Secretary of Labor Hilda Solis issued a statement supporting the bill and affirming the DOL’s committing to targeting worker misclassification.

Status: H.R. 5107 was introduced by Rep. Woolsey (D-CA) on April 22, 2010, and referred to the House Committees on Education and Labor and Ways and Means.  S. 3254 was introduced by Sen. Brown (D-OH) on April 22, 2010 and was referred to the Committee on Health, Education, Labor, and Pensions.  Both the House and Senate introduced similar bills in the 110th Congress, but both bills failed to make it out of committee.


Health Care Reform Bill Includes FLSA Amendment Requiring Unpaid Breaks for Nursing Mothers

Although it has not received much attention, part of the Patient Protection and Affordable Care Act, the health care reform bill signed into law by President Obama on March 23, contains an amendment to the Fair Labor Standards Act (”FLSA”) that requires employers to provide nursing mothers unpaid break time to express milk. 

Under this amendment to section 7 of the FLSA, employers are now required to provide “a reasonable break time” for an employee to express breast milk for a nursing child ”each time such employee has need to express the milk.”   The amendment also requires provision of a “place, other than a bathroom, that is shielded from view and free from intrusion” in which to take these breaks. These breaks are mandated for up to a year following the birth of a child and do not need to be compensated by the employer.

Data supplied ->
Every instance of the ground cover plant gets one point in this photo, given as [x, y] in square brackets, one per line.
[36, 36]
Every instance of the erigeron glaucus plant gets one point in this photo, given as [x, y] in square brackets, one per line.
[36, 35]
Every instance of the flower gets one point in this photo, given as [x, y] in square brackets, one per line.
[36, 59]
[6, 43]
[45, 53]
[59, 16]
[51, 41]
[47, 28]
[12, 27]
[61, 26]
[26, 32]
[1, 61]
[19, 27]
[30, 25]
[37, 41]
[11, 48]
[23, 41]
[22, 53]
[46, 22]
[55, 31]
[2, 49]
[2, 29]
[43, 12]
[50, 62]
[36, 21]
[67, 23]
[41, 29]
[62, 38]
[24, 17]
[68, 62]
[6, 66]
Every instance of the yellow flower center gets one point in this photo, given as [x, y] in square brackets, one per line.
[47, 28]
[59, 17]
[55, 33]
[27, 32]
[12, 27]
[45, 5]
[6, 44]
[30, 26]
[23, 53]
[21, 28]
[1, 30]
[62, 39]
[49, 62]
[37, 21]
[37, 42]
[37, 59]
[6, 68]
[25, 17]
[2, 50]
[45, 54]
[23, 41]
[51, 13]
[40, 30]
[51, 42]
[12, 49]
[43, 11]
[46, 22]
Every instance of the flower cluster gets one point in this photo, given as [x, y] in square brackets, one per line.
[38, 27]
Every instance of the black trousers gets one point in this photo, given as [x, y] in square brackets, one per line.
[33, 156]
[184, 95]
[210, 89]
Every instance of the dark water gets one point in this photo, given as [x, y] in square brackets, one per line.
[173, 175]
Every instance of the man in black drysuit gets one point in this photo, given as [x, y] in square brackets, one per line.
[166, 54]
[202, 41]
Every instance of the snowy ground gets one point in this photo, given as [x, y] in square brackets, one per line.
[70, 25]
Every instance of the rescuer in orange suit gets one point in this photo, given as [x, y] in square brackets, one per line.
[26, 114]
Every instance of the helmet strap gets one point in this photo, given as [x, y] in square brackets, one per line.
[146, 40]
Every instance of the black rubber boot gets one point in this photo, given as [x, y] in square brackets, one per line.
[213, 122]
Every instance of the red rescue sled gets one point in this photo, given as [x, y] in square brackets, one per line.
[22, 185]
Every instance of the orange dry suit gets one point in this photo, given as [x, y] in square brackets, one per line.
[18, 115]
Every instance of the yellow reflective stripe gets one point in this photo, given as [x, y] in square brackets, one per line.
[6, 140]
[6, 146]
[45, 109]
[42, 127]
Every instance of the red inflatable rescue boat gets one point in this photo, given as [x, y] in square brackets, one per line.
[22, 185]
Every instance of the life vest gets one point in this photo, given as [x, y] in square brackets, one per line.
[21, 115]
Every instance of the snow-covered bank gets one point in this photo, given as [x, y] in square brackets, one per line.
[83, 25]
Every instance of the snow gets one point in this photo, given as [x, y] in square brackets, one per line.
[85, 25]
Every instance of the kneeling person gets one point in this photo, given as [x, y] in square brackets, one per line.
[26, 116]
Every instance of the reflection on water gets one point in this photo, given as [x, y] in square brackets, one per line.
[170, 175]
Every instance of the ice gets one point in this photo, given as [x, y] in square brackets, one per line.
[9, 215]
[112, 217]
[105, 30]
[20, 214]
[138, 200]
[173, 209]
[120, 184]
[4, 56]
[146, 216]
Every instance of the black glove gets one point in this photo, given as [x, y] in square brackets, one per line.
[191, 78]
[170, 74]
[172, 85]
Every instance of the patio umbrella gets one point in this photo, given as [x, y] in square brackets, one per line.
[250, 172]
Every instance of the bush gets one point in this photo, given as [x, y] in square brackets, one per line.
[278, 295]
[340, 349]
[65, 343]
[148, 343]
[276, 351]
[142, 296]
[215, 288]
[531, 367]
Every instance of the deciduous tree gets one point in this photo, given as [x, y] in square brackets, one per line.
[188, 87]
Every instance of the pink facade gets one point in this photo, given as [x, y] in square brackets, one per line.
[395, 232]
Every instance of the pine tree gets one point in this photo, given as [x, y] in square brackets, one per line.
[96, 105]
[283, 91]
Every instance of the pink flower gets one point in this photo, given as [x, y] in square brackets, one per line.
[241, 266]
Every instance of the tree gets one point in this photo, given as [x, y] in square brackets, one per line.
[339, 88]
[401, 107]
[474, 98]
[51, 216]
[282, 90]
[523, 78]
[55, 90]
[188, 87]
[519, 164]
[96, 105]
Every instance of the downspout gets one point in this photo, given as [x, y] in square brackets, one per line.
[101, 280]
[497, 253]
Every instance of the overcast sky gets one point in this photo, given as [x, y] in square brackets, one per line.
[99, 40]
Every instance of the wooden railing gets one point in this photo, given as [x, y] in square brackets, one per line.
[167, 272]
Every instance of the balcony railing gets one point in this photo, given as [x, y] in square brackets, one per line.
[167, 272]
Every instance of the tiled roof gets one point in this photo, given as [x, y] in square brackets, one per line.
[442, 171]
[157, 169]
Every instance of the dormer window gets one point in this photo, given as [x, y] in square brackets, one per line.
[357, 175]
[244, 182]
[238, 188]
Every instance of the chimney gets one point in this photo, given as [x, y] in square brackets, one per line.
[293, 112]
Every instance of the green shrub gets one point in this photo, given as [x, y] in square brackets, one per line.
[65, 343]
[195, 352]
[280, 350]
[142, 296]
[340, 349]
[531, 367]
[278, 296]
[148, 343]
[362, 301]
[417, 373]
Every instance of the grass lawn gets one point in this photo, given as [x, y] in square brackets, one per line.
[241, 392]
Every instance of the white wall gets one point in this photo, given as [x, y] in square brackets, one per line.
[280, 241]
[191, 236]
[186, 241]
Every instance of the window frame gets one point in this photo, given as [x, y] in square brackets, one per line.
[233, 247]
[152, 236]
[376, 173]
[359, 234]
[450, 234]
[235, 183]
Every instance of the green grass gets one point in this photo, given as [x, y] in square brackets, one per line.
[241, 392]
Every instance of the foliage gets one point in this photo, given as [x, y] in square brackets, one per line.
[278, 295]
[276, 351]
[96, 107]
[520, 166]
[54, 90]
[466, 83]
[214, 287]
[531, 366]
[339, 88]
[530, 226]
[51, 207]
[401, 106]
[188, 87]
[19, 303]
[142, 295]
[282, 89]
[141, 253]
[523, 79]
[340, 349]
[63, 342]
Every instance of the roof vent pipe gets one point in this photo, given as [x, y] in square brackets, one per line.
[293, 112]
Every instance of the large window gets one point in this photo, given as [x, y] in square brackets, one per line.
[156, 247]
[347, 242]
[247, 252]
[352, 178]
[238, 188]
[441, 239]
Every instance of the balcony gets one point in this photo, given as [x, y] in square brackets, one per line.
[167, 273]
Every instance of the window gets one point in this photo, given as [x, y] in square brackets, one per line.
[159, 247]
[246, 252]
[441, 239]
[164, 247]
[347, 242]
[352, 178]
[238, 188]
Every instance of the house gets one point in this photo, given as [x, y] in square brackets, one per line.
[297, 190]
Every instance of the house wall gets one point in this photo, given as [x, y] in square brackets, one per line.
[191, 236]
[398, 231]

List of tasks ->
- a) Decide whether each statement agrees with the labor law excerpt. Answer yes or no for each, quoting the words of the excerpt that decide it.
(i) S. 3254 was introduced by Sen. Brown on April 22, 2010.
(ii) Employers must pay nursing mothers for the break time.
(iii) The required place for these breaks may be a bathroom.
- b) Transcribe the passage of the labor law excerpt starting at "Under this amendment" and ending at "by the employer.".
- c) Name every bill or statute mentioned in the labor law excerpt.

Set of answers ->
- a)
(i) Yes: "S. 3254 was introduced by Sen. Brown (D-OH) on April 22, 2010"
(ii) No: "do not need to be compensated by the employer"
(iii) No: "place, other than a bathroom, that is shielded from view and free from intrusion"

- b)
Under this amendment to section 7 of the FLSA, employers are now required to provide “a reasonable break time” for an employee to express breast milk for a nursing child ”each time such employee has need to express the milk.”   The amendment also requires provision of a “place, other than a bathroom, that is shielded from view and free from intrusion” in which to take these breaks. These breaks are mandated for up to a year following the birth of a child and do not need to be compensated by the employer.

- c)
H.R. 5107
S. 3254
Patient Protection and Affordable Care Act
Fair Labor Standards Act (FLSA)